SHORT TASK 1 =
Update the records between the lines holding "point: the white and blue" and "point: the tripod in this photo", inclusive, changing "jersey" to "shirt" and leaving everything else the same. Give back only those lines.

DOCUMENT EXTRACT =
Could a wave ‘speed bump’ protect coastal communities from storm surge?

The Boston Globe

Alex Berkowitz, founder and CEO of Coastal Protection Solutions, visited the Harborwalk in Boston. Berkowitz’s company is working on building Wavebreakers, structures that act like a wave speed bump to decrease the height and velocity of destructive waves. Erin Clark/Globe Staff

In 2012, Hurricane Sandy ripped through Alex Berkowitz’s hometown of Rockaway Beach in Queens, N.Y.

Her community, a thriving neighborhood where children played on the street and the elderly walked their dogs, was suddenly coated in gray silt.

“It was a difference of night and day,” she recalled. “I remember thinking, I never want anyone to ever experience this.”

INFORMATION PROVIDED =
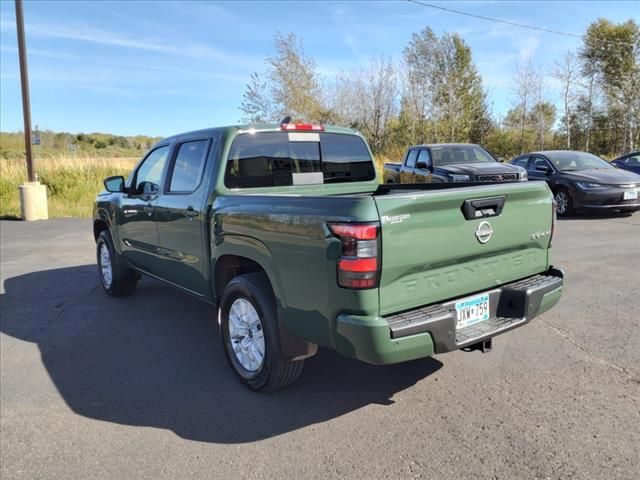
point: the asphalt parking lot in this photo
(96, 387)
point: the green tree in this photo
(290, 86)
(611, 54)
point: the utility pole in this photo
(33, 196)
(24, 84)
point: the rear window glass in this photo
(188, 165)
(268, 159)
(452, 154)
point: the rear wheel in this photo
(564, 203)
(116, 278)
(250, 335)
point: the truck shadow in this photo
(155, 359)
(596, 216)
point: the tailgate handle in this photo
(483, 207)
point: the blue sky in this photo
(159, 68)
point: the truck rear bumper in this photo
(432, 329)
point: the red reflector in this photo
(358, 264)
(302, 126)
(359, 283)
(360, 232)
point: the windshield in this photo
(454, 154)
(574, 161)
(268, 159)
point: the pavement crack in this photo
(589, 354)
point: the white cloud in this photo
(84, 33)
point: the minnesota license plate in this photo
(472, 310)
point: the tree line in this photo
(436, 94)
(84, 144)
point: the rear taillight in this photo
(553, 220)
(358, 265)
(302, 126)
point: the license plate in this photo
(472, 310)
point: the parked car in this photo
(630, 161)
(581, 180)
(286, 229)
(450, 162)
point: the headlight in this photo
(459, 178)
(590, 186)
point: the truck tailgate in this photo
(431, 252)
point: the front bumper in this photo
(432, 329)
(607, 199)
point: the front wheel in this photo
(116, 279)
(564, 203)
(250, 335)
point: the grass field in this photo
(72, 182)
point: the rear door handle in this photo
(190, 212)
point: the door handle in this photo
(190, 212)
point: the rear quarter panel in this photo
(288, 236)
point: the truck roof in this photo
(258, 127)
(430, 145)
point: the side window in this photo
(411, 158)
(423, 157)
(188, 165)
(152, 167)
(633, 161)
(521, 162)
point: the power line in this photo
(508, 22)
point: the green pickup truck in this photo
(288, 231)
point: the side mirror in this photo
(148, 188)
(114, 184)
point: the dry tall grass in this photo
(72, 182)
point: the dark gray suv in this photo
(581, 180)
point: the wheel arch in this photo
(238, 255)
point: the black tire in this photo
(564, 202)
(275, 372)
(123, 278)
--
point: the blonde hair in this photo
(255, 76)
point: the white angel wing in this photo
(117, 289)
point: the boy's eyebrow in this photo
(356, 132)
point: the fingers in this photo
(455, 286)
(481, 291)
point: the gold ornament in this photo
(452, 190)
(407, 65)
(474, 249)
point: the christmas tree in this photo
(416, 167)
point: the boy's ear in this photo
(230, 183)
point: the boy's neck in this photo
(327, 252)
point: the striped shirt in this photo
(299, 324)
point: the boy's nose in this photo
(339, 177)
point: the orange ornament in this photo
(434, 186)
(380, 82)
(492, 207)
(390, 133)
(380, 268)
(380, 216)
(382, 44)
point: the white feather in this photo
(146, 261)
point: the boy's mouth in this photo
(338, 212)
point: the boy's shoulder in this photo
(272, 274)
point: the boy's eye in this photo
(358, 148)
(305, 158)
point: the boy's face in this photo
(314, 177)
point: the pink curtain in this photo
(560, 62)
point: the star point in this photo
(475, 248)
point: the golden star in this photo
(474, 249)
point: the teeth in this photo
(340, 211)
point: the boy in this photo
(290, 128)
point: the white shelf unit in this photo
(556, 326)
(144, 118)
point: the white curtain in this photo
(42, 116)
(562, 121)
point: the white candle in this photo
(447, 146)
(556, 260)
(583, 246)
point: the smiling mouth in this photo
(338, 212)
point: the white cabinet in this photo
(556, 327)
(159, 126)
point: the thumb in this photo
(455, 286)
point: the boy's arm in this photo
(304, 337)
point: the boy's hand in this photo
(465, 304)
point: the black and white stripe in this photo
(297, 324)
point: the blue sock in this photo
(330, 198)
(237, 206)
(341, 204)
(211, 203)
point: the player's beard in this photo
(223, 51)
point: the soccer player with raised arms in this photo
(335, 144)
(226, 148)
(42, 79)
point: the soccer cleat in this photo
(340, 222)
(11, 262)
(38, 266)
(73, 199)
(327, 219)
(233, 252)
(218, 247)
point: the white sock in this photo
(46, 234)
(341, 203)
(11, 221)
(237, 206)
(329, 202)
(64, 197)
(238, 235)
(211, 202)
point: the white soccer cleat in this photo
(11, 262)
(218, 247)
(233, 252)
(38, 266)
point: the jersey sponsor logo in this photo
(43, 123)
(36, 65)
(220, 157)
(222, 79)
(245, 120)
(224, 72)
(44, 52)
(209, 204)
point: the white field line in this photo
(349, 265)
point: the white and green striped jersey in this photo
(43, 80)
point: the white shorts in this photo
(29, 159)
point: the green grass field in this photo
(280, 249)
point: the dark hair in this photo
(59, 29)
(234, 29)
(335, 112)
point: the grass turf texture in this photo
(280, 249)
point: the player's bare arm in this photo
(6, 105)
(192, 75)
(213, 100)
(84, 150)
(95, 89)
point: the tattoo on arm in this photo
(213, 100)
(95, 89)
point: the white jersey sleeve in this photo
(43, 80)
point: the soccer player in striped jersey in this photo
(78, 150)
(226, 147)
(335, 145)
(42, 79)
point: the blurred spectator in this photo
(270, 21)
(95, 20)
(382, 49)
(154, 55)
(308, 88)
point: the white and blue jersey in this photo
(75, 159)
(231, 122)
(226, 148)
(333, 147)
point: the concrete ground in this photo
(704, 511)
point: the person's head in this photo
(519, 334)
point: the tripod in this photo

SHORT TASK 2 =
In the article about the wave speed bump, which hometown of Alex Berkowitz did Hurricane Sandy hit in 2012?

SOLUTION 1 =
point: the white and blue shirt in this photo
(75, 159)
(231, 122)
(226, 148)
(333, 147)
point: the concrete ground in this photo
(704, 511)
point: the person's head in this photo
(519, 334)
point: the tripod in this photo

SOLUTION 2 =
Rockaway Beach in Queens, N.Y.